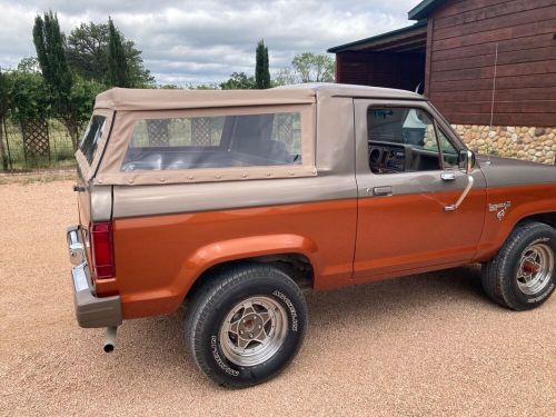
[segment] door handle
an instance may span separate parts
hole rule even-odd
[[[461,196],[459,196],[459,198],[455,205],[445,206],[444,211],[456,211],[457,208],[459,206],[461,206],[461,202],[464,202],[465,198],[467,197],[467,195],[471,190],[473,182],[475,182],[474,178],[471,176],[467,176],[467,187],[465,187],[464,192],[461,192]]]
[[[393,191],[390,186],[373,188],[373,196],[391,196],[391,195]]]
[[[455,172],[443,172],[440,173],[440,179],[443,181],[454,181],[456,179]]]

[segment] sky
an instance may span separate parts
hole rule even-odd
[[[252,75],[260,39],[271,73],[294,56],[411,24],[407,12],[419,0],[0,0],[0,67],[34,56],[32,23],[53,10],[63,32],[81,22],[116,26],[142,50],[157,83],[220,82],[232,72]]]

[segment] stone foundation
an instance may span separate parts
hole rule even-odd
[[[554,163],[556,127],[453,125],[469,149],[478,153]],[[488,149],[490,148],[490,149]]]

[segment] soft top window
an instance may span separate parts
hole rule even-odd
[[[298,166],[300,113],[138,119],[120,171]]]
[[[79,143],[79,150],[83,153],[89,165],[91,165],[95,159],[95,153],[97,151],[99,139],[102,136],[105,122],[105,116],[92,116],[89,121],[89,126],[87,126],[87,129],[81,138],[81,142]]]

• • • • • • •

◆ **Brief**: Please write out the records again from the line with "[segment] sky" through the end, changing "stone foundation" to "rock foundation" and leaving everything else the same.

◆ **Exercise result**:
[segment] sky
an instance may span separate parts
hole rule even-odd
[[[252,75],[260,39],[271,73],[294,56],[411,24],[407,12],[419,0],[0,0],[0,67],[34,56],[32,23],[53,10],[63,32],[81,22],[116,26],[142,50],[157,83],[220,82],[232,72]]]

[segment] rock foundation
an instance may span separate parts
hole rule even-odd
[[[554,163],[556,127],[453,125],[469,149],[478,153]],[[488,149],[490,148],[490,149]]]

[segment] soft top window
an instance may span separate parts
hole rule even-odd
[[[298,166],[300,113],[138,119],[120,171]]]
[[[79,143],[79,150],[83,153],[89,165],[91,165],[95,159],[95,153],[97,151],[99,139],[102,136],[105,122],[105,116],[92,116],[89,121],[89,126],[87,126],[87,129],[81,138],[81,142]]]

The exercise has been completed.